Excerpts of location labeling data

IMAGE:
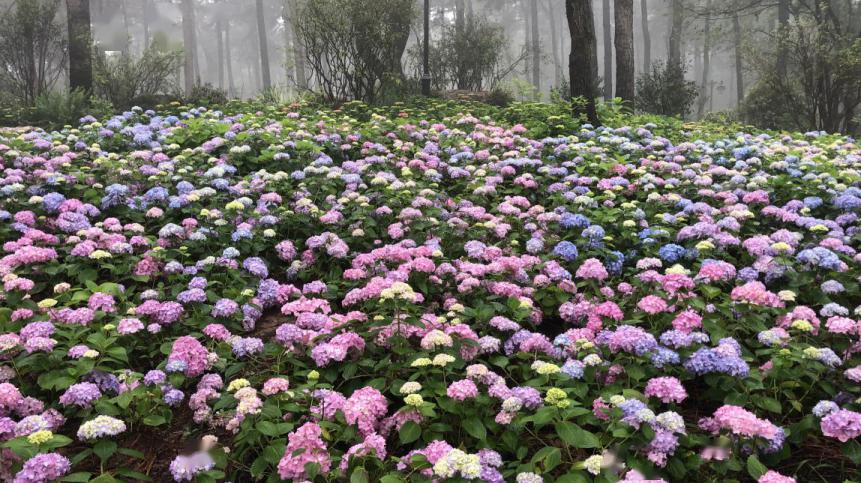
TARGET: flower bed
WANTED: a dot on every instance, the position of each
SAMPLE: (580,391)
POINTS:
(418,293)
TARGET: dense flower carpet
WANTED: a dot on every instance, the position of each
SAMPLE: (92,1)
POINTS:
(426,294)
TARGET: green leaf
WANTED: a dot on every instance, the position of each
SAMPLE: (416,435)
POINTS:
(576,436)
(359,475)
(132,453)
(409,432)
(105,449)
(852,450)
(104,478)
(80,477)
(573,477)
(134,475)
(475,428)
(769,404)
(268,428)
(154,420)
(755,468)
(259,466)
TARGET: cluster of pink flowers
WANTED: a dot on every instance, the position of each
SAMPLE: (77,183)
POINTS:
(304,446)
(667,389)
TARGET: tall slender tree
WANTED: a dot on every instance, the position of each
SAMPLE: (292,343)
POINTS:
(675,44)
(623,11)
(536,49)
(219,44)
(228,59)
(145,18)
(459,28)
(739,64)
(647,38)
(608,52)
(550,7)
(581,26)
(782,23)
(704,84)
(298,47)
(263,47)
(189,44)
(80,44)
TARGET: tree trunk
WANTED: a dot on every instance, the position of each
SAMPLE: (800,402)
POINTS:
(264,46)
(80,48)
(231,87)
(536,49)
(647,38)
(739,75)
(127,45)
(581,26)
(189,46)
(557,66)
(145,16)
(459,27)
(459,15)
(675,47)
(219,43)
(527,44)
(707,43)
(624,43)
(298,48)
(289,67)
(608,51)
(782,23)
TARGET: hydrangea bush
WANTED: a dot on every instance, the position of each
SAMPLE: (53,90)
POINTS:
(428,292)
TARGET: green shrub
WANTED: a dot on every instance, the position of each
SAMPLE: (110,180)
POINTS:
(127,81)
(206,95)
(665,91)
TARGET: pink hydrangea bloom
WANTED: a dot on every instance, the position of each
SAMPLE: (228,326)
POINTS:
(307,442)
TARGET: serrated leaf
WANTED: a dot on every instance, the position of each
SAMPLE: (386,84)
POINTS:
(359,475)
(755,468)
(475,428)
(576,436)
(409,432)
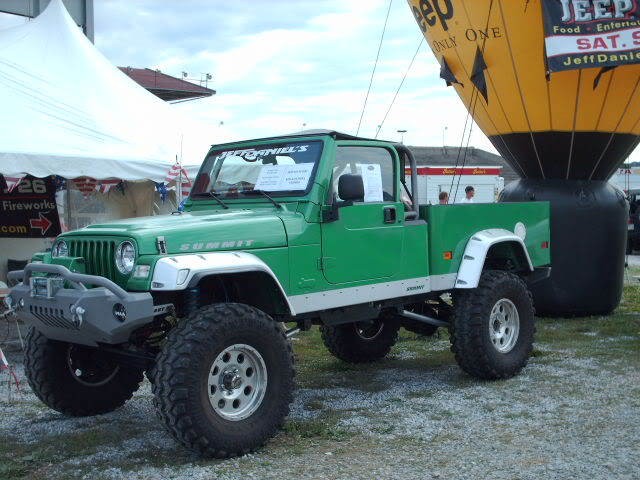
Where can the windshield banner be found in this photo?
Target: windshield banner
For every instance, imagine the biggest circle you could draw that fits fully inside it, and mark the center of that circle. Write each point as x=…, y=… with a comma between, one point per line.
x=591, y=33
x=251, y=154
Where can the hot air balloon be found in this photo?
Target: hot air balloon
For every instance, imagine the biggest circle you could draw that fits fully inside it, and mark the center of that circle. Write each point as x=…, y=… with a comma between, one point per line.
x=555, y=86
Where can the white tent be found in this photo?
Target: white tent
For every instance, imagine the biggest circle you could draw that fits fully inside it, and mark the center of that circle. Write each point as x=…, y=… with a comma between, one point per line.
x=66, y=110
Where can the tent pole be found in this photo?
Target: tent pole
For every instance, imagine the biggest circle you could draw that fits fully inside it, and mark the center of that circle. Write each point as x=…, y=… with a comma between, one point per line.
x=67, y=207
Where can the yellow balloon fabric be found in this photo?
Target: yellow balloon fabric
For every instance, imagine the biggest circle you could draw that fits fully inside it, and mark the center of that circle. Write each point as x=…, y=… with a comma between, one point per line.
x=577, y=124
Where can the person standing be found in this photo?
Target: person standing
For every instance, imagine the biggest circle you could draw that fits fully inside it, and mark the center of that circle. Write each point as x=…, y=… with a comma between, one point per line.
x=469, y=193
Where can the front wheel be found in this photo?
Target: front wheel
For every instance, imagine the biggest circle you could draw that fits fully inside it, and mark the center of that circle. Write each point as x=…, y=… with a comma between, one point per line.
x=74, y=379
x=223, y=380
x=493, y=326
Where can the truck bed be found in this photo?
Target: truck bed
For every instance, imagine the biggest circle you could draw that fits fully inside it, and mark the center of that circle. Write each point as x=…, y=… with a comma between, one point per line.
x=451, y=227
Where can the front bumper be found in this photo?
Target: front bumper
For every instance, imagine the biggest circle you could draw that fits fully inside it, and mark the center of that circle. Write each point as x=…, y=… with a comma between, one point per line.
x=104, y=314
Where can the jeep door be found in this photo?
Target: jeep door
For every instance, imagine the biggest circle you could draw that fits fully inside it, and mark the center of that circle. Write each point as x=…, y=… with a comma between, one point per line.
x=366, y=241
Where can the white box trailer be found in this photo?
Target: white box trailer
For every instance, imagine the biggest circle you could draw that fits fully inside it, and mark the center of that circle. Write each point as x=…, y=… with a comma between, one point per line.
x=432, y=180
x=626, y=178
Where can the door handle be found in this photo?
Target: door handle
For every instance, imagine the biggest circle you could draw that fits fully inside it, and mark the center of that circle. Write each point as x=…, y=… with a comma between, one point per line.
x=390, y=215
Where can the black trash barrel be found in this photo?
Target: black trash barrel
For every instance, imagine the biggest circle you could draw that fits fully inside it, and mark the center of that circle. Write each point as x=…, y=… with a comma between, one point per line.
x=588, y=241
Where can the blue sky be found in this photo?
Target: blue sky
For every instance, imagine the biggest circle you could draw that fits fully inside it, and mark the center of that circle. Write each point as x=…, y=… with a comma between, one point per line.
x=280, y=64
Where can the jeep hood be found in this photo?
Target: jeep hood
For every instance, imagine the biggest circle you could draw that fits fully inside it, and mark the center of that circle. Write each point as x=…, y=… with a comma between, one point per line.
x=200, y=231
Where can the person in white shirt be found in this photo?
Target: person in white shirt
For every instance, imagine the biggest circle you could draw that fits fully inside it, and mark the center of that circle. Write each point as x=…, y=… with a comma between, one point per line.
x=469, y=193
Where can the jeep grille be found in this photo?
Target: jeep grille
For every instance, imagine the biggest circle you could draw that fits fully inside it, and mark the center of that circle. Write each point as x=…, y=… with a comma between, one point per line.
x=99, y=256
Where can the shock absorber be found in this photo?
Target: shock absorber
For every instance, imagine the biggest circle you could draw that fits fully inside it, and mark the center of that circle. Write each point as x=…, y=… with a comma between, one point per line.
x=192, y=300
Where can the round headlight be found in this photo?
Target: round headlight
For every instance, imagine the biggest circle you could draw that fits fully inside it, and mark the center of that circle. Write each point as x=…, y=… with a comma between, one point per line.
x=60, y=249
x=125, y=257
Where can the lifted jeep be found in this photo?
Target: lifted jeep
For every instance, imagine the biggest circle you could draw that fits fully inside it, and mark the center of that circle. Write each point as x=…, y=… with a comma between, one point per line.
x=317, y=228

*WHAT IS EXPECTED*
Swap "instance" for "occurrence" throughout all of the items above, and reproduce them with nothing else altered. Leave the pictures out of your answer.

*SOLUTION FOR THIS TASK*
IMAGE:
TARGET: flower bed
WANTED: a dot on every occurrence, the position of each
SAMPLE: (580,391)
POINTS:
(418,293)
TARGET: dense flower carpet
WANTED: a dot on every occurrence, the position of each
SAMPLE: (92,1)
POINTS:
(426,294)
TARGET: green leaf
WANTED: a dot on every occurrence, the position of each
SAMPLE: (416,435)
POINTS:
(576,436)
(359,475)
(132,453)
(409,432)
(105,449)
(852,450)
(104,478)
(80,477)
(573,477)
(134,475)
(475,428)
(769,404)
(268,428)
(154,420)
(755,468)
(259,466)
TARGET: cluster of pink flowers
WANTED: a dot on every occurrence, the position of each
SAMPLE: (77,183)
POINTS:
(304,446)
(667,389)
TARGET: tall slender tree
WANTED: a dot on every occurrence, the position of each
SAMPLE: (292,343)
POINTS:
(675,44)
(623,11)
(536,49)
(219,44)
(228,59)
(145,18)
(459,28)
(739,64)
(647,38)
(608,52)
(550,7)
(581,26)
(782,23)
(704,84)
(298,47)
(263,47)
(189,44)
(80,44)
TARGET: tree trunk
WANTED: a dot on every occurrence, the position of each
SAMPLE: (800,402)
POINTS:
(264,46)
(80,48)
(231,87)
(536,49)
(647,38)
(739,75)
(127,45)
(581,26)
(189,46)
(557,66)
(145,16)
(459,27)
(459,15)
(675,47)
(219,43)
(527,44)
(707,43)
(624,43)
(298,48)
(289,67)
(608,51)
(782,23)
TARGET: hydrangea bush
WANTED: a dot on every occurrence, the position of each
SAMPLE: (53,90)
POINTS:
(428,292)
TARGET: green shrub
WANTED: a dot on every occurrence, the position of each
SAMPLE: (110,180)
POINTS:
(127,81)
(206,95)
(665,91)
TARGET: pink hydrangea bloom
WANTED: a dot on every occurrence, the position of each
SAMPLE: (228,326)
POINTS:
(307,442)
TARGET: serrated leaf
WANTED: a dot on every occurrence, the position of each
SAMPLE: (386,84)
POINTS:
(359,475)
(755,468)
(475,428)
(576,436)
(409,432)
Where can the windshield banner be found in this photo?
Target: windshield banner
For every occurrence, imagine the biggest circle you could draw that fits fully inside it, and mark the center of that circle. Write each point as x=…, y=… with a comma between, one point per line.
x=591, y=33
x=251, y=154
Where can the hot air balloon be found in this photo?
Target: hot air balloon
For every occurrence, imagine the biggest circle you could draw that fits fully inside it, and mark the center of that circle. Write each point as x=…, y=… with a comma between, one point per line.
x=555, y=86
Where can the white tent be found in this photo?
Target: white tent
For every occurrence, imagine the biggest circle you could draw that fits fully inside it, and mark the center of that circle. Write each point as x=…, y=… with a comma between, one point per line.
x=66, y=110
Where can the tent pole be found in this photo?
Target: tent pole
For every occurrence, imagine the biggest circle you could draw that fits fully inside it, and mark the center of that circle. Write each point as x=…, y=… with a comma between, one point per line.
x=67, y=207
Where can the yellow balloon fabric be found in this photo?
Target: yellow balloon fabric
For every occurrence, imagine the biggest circle you could draw that fits fully inside it, and mark the center of that circle. Write each point as x=…, y=… with a comma between, one point per line.
x=577, y=124
Where can the person standing be found in this photo?
Target: person standing
For every occurrence, imagine the biggest circle you could draw that fits fully inside it, and mark the center of that circle. Write each point as x=…, y=… with a comma between, one point per line.
x=469, y=193
Where can the front wheel be found in this photo?
Target: front wheel
For every occurrence, imagine the biggest circle you could draw that fits fully inside it, and mark the center of that circle. Write each point as x=…, y=… with a comma between, one point per line.
x=74, y=379
x=223, y=380
x=493, y=326
Where can the truck bed be found in this photo?
Target: truck bed
For every occurrence, imagine the biggest circle you could draw that fits fully inside it, and mark the center of that circle. Write each point as x=…, y=… with a comma between, one point per line.
x=451, y=227
Where can the front bumper be found in this photo?
Target: front bumper
For every occurrence, imagine the biggest circle you could draw that fits fully inside it, and mark the center of that circle. Write each point as x=…, y=… with a comma between, one point per line.
x=104, y=314
Where can the jeep door be found in this photo?
Target: jeep door
For every occurrence, imagine the biggest circle you could draw that fits fully inside it, and mark the center of that circle. Write each point as x=…, y=… with a comma between, one point per line.
x=366, y=241
Where can the white box trailer be found in this photo?
Target: white box trailer
For every occurrence, imagine the biggest circle you could draw that fits fully inside it, and mark the center of that circle. Write each point as x=…, y=… with a comma between, one point per line.
x=432, y=180
x=626, y=178
Where can the door handle be found in this photo?
Target: door handle
For every occurrence, imagine the biggest circle you could draw that fits fully inside it, and mark the center of that circle. Write each point as x=…, y=… with a comma between, one point per line.
x=390, y=215
Where can the black trash barrel be found in this photo?
Target: black trash barrel
For every occurrence, imagine the biggest circle you could draw that fits fully inside it, and mark the center of that circle. Write each point as x=…, y=… with a comma between, one point per line.
x=588, y=241
Where can the blue sky be found in this photo?
Target: blue sky
For every occurrence, imagine the biggest circle you could draw that fits fully inside it, and mark the center of that circle. Write each point as x=…, y=… with a comma between, one point per line.
x=280, y=64
Where can the jeep hood be found in this photo?
Target: jeep hood
For every occurrence, imagine the biggest circle you could draw that fits fully inside it, and mark the center of that circle. Write each point as x=…, y=… with a comma between, one point per line.
x=200, y=231
Where can the person in white shirt be found in this photo?
Target: person in white shirt
For every occurrence, imagine the biggest circle you could draw that fits fully inside it, and mark the center of that circle. Write each point as x=…, y=… with a comma between, one point per line.
x=469, y=193
Where can the jeep grille be found in this photo?
Target: jeep grille
For every occurrence, imagine the biggest circle you could draw that fits fully inside it, and mark the center of that circle. Write each point as x=…, y=… with a comma between, one point per line.
x=99, y=256
Where can the shock absorber be found in this photo?
Target: shock absorber
For every occurrence, imagine the biggest circle you could draw that fits fully inside it, and mark the center of that circle. Write each point as x=…, y=… with a comma between, one point per line.
x=192, y=300
Where can the round headlight be found in this photo?
Target: round headlight
For every occurrence, imagine the biggest circle you could draw that fits fully inside it, and mark the center of that circle. Write each point as x=…, y=… with a comma between, one point per line.
x=60, y=249
x=125, y=257
Where can the lifted jeep be found in this photo?
Target: lifted jeep
For every occurrence, imagine the biggest circle you could draw that fits fully inside it, and mark the center of that circle. Write each point as x=…, y=… with a comma between, one point per line.
x=317, y=228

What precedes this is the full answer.